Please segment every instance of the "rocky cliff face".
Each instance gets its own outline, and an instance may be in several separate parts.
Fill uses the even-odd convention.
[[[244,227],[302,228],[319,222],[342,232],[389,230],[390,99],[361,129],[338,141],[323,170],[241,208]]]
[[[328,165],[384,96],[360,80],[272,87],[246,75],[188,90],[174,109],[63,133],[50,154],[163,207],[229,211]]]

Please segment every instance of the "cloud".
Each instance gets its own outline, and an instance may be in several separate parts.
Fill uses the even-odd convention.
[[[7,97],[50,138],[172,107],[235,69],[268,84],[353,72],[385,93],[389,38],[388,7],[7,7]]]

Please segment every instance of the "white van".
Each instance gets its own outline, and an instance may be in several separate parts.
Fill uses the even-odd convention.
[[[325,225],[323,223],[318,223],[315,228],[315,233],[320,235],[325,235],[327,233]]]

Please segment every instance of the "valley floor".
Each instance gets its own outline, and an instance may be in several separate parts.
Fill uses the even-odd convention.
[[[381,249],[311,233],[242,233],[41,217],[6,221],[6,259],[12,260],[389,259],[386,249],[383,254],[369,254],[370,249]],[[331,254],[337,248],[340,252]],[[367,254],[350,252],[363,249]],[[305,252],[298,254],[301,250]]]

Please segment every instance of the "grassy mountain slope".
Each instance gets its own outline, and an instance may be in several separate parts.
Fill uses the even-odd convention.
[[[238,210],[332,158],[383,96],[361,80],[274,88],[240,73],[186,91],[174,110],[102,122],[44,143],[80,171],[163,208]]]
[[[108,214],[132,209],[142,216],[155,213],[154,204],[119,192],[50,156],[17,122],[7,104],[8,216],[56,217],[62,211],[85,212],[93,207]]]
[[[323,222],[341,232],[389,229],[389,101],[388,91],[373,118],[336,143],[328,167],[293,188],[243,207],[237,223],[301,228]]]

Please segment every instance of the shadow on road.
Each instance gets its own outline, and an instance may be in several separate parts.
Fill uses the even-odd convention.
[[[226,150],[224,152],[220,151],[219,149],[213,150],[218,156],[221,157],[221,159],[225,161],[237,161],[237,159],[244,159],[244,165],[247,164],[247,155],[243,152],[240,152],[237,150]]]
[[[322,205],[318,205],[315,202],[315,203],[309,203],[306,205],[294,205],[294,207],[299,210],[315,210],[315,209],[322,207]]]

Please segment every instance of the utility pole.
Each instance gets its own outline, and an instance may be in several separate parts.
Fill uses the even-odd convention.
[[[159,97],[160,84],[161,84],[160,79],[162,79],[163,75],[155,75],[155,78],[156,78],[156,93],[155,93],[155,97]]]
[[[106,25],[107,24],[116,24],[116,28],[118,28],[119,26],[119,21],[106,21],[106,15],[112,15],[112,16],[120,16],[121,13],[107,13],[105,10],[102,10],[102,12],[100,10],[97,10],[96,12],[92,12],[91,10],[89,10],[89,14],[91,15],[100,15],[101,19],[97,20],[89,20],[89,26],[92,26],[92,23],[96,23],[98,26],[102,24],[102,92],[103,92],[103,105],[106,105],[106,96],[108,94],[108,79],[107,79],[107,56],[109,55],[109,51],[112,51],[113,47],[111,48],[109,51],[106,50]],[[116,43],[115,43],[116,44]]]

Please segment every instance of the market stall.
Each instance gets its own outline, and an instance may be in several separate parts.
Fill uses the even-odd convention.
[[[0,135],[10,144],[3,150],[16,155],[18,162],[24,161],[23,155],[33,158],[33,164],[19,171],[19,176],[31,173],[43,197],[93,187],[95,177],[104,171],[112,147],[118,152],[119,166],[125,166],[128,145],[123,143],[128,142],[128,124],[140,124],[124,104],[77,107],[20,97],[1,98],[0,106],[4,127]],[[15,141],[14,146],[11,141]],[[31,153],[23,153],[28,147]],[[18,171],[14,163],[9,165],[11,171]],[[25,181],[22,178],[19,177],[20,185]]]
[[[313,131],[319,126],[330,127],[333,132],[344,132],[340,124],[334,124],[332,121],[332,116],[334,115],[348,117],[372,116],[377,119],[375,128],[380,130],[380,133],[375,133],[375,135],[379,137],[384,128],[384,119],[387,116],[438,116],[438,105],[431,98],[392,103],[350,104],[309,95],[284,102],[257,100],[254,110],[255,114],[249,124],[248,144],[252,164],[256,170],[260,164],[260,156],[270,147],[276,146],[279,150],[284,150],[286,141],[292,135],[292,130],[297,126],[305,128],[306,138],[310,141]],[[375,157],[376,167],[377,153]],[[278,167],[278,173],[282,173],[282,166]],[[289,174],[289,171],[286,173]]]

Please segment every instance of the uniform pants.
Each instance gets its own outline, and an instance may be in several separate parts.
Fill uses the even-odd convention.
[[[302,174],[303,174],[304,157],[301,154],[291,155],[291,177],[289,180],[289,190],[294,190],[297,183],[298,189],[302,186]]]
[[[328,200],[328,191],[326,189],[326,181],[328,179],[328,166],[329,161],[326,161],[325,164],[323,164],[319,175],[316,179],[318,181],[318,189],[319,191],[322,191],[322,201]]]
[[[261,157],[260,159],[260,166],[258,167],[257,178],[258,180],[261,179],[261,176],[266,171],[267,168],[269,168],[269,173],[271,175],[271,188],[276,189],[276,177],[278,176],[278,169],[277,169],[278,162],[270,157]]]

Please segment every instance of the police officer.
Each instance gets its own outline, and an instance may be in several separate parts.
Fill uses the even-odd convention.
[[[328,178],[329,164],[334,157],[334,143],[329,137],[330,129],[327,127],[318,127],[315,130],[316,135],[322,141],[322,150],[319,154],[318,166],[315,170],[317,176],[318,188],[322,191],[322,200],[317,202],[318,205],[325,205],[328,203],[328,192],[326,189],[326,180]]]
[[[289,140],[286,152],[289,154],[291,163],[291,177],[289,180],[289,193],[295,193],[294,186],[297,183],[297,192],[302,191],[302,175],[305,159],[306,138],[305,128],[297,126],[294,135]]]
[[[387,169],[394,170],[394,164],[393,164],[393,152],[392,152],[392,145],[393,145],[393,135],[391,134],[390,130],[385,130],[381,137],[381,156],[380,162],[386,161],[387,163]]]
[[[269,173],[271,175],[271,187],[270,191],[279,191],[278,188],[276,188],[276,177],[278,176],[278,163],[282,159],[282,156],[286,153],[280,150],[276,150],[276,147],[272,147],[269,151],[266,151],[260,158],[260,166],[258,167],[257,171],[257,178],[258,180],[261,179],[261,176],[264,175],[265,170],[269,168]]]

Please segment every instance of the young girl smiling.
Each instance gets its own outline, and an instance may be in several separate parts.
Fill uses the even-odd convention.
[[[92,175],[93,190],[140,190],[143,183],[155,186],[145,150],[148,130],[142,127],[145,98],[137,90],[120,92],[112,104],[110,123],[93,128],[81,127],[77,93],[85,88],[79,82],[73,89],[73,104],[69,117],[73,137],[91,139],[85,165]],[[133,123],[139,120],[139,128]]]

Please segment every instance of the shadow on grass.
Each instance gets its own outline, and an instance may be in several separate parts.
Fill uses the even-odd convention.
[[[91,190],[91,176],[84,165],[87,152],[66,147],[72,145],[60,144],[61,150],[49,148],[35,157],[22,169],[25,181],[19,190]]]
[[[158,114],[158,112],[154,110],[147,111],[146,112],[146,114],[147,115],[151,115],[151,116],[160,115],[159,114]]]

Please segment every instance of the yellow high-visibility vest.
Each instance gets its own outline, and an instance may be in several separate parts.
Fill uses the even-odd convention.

• • •

**GIVEN INSTRUCTION**
Please rewrite the lines from the one containing "Please segment every instance of the yellow" through the end of the items, inclusive, replacing "outline" with "contour" and leaving everything else unchanged.

**EXERCISE SOLUTION**
Please segment every instance of the yellow high-visibility vest.
Each instance gets its own contour, and an instance may be in several separate parts.
Fill uses the even-odd convention.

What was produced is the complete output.